*Written request:*
Transcribe, exactly as they appear, only the lines from the one holding "Outline every instance of the woman's" through the end of the entries below.
◆ ◆ ◆ ◆ ◆
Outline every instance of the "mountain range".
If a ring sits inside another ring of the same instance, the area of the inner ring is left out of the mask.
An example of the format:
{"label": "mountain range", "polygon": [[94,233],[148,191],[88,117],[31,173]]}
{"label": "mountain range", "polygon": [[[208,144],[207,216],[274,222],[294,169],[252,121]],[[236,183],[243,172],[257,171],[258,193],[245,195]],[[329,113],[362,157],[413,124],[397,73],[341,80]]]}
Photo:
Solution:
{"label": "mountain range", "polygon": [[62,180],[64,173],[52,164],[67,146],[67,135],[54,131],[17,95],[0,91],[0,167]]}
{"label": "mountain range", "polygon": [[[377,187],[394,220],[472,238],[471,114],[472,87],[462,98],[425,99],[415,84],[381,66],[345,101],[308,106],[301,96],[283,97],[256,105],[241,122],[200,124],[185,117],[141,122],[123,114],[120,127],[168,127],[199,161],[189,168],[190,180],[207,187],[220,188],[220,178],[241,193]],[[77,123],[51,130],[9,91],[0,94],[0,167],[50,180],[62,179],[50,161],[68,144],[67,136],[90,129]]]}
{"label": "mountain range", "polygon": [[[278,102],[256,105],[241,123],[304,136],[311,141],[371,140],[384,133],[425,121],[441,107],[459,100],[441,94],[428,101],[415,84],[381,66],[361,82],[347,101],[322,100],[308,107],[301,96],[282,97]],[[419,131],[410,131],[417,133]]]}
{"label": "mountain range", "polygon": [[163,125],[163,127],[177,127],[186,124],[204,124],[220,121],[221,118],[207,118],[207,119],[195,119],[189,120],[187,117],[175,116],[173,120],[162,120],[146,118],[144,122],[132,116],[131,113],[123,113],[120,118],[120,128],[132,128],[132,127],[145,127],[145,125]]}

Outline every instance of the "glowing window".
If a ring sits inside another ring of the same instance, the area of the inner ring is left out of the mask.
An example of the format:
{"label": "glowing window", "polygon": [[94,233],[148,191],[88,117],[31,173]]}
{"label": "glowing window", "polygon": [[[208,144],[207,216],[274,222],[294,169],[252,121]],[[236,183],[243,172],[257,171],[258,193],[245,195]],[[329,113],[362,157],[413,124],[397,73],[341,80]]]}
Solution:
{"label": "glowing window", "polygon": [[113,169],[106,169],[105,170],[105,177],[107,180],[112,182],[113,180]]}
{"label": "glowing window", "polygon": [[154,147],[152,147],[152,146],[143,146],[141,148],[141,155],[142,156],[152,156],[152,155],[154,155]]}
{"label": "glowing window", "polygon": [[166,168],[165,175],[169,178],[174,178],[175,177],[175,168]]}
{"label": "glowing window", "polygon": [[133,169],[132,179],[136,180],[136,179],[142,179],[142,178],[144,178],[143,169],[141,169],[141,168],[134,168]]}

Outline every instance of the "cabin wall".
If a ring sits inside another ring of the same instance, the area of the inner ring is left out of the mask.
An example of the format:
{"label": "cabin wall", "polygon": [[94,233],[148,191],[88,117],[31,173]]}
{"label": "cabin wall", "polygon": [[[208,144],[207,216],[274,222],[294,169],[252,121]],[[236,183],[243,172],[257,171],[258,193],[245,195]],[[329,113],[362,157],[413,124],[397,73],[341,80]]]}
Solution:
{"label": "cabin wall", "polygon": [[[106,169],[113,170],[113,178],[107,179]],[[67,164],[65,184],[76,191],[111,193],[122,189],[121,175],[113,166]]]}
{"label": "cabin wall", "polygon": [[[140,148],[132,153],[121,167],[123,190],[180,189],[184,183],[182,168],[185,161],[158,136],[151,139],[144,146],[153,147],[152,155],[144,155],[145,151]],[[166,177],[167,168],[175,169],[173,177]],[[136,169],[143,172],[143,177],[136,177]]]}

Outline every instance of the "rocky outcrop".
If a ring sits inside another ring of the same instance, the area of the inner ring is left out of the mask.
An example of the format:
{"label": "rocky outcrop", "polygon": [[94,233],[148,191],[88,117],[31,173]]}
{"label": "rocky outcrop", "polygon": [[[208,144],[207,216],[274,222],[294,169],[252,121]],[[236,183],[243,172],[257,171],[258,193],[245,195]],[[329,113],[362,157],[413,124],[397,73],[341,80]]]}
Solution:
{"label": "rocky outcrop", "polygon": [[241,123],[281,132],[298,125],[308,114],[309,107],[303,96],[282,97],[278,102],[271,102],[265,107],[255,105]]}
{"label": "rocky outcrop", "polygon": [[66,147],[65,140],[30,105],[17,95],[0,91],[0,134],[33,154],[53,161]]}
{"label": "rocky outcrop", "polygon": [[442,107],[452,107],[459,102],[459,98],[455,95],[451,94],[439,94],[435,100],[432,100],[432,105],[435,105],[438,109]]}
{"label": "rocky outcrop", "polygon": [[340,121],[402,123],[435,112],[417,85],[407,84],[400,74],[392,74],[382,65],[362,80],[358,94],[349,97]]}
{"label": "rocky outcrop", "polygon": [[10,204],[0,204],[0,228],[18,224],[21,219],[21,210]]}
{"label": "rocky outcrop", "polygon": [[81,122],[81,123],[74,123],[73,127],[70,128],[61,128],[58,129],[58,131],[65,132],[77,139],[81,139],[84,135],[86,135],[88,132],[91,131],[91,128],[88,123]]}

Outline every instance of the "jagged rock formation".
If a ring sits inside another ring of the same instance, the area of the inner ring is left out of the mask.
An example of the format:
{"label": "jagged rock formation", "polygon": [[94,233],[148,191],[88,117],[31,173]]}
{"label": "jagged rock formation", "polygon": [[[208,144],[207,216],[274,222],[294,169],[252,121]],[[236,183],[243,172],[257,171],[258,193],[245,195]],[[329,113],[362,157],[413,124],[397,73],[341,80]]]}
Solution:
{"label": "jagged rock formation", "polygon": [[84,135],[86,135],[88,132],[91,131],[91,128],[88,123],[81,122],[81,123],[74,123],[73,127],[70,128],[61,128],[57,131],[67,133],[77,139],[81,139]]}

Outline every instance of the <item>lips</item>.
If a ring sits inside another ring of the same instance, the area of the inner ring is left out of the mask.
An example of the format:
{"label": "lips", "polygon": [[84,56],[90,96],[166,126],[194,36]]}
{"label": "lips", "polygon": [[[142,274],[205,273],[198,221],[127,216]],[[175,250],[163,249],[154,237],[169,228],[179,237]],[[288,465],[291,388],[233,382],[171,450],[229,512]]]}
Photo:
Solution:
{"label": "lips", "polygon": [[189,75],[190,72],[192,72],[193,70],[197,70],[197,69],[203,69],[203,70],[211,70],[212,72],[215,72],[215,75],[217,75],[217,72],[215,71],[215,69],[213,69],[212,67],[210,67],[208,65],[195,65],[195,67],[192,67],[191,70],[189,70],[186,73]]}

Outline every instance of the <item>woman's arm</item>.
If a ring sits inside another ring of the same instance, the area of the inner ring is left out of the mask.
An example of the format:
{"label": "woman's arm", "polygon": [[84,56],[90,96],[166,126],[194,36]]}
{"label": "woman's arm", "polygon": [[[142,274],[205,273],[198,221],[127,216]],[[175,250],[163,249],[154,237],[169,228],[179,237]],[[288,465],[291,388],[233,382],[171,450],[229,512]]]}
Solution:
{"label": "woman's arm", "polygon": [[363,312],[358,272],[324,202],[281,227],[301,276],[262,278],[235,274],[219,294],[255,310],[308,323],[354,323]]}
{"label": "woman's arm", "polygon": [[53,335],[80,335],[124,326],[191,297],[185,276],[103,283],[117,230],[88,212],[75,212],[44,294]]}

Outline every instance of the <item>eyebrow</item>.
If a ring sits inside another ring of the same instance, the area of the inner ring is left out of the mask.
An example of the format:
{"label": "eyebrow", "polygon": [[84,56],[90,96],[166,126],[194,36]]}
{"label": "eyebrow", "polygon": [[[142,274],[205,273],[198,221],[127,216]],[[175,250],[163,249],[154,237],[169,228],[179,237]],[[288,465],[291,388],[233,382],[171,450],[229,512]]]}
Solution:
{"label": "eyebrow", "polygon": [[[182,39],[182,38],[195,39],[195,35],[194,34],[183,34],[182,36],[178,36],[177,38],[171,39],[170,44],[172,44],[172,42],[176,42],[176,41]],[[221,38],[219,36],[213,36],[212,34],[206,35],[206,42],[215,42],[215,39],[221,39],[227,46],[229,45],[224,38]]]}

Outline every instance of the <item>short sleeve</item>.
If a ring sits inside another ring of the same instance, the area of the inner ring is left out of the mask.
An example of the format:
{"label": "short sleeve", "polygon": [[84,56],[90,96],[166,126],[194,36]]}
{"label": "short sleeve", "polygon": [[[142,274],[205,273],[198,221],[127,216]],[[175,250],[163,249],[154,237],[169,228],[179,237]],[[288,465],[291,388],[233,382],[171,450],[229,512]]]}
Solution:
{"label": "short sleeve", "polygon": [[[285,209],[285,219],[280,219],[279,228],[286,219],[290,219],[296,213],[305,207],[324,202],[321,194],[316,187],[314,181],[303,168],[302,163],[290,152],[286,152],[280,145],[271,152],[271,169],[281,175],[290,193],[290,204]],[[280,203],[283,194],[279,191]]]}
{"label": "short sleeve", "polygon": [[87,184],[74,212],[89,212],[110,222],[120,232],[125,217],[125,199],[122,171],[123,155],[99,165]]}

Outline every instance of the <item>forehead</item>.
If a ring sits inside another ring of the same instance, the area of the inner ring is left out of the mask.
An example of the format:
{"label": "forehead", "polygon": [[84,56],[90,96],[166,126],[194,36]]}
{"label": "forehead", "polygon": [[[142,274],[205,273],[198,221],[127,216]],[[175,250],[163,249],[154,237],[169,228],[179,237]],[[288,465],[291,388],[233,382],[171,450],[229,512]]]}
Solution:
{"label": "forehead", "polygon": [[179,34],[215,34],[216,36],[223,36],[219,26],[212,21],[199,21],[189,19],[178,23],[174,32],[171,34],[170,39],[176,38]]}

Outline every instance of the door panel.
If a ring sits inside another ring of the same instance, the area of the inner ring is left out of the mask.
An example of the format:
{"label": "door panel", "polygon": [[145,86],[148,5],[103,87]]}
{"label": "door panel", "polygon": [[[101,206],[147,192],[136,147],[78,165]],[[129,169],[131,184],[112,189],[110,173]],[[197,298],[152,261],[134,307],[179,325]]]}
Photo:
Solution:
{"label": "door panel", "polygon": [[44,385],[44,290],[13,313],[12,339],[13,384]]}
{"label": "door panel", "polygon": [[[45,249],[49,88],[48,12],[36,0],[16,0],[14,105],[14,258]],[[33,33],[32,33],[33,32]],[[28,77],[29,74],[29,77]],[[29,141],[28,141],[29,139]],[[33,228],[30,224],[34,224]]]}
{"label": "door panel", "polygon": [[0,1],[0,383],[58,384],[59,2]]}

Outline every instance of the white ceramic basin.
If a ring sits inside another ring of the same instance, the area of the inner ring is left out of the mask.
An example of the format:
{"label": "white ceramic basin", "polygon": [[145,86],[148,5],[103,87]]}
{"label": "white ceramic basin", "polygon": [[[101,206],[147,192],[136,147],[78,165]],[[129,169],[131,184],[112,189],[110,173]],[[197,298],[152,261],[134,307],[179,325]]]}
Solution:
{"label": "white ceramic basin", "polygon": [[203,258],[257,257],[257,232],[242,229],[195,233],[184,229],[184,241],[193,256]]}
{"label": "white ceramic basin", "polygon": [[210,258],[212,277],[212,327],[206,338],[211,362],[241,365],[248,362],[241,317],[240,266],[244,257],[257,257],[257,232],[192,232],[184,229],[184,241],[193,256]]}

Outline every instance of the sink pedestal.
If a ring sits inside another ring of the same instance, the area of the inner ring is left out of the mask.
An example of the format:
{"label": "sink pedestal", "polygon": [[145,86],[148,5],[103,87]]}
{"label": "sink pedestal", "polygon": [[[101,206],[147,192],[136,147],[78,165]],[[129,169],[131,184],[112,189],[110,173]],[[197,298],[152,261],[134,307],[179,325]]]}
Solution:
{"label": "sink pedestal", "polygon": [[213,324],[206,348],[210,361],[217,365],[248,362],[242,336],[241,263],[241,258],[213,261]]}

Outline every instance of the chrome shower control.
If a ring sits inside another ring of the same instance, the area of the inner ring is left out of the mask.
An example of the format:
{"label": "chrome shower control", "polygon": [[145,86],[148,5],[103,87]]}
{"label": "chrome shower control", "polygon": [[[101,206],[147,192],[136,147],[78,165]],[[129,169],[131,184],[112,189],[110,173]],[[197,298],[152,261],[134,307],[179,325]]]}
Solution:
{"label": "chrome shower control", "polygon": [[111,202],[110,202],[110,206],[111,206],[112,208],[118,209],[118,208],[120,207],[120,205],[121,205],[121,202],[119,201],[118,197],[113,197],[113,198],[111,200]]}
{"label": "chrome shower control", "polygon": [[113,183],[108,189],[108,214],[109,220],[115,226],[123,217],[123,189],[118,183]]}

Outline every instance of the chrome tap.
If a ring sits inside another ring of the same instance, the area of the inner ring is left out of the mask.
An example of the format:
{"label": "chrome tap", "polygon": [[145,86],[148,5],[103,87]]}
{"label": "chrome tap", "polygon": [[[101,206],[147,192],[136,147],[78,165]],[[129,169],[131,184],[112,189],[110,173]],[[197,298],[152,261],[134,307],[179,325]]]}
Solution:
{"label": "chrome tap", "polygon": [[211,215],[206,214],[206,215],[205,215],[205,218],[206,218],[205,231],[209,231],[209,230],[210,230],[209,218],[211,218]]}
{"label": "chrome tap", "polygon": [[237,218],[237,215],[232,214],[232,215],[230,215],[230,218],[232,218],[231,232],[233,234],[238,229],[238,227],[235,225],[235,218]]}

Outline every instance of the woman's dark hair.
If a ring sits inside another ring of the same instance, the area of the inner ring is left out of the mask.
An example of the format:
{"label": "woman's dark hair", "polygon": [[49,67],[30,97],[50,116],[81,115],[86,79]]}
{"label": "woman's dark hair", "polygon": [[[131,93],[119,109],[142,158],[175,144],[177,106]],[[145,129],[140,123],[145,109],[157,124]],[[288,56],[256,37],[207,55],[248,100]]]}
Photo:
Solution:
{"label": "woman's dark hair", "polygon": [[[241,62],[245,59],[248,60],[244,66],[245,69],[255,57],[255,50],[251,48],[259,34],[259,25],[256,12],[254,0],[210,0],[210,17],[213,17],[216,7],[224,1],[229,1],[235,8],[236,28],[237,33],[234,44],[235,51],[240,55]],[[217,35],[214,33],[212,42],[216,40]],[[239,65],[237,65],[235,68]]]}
◆ ◆ ◆ ◆ ◆
*Task answer:*
Outline every instance of the woman's dark hair.
If a ring sits inside another ring of the same instance, the area of the inner ring is left out of the mask.
An example of the format:
{"label": "woman's dark hair", "polygon": [[49,67],[30,97],[50,116],[81,115],[86,79]]}
{"label": "woman's dark hair", "polygon": [[[131,93],[119,109],[142,158],[175,144],[177,106]],[[145,129],[140,123],[145,109],[157,124]],[[288,56],[256,37],[207,55],[248,100]]]}
Photo:
Solution:
{"label": "woman's dark hair", "polygon": [[[241,62],[245,59],[248,60],[244,66],[245,69],[255,57],[255,50],[251,48],[259,34],[259,25],[256,12],[254,0],[210,0],[210,17],[213,17],[216,7],[224,1],[229,1],[235,8],[236,28],[237,33],[234,44],[235,51],[240,55]],[[217,35],[214,33],[212,42],[216,40]],[[239,65],[237,65],[235,68]]]}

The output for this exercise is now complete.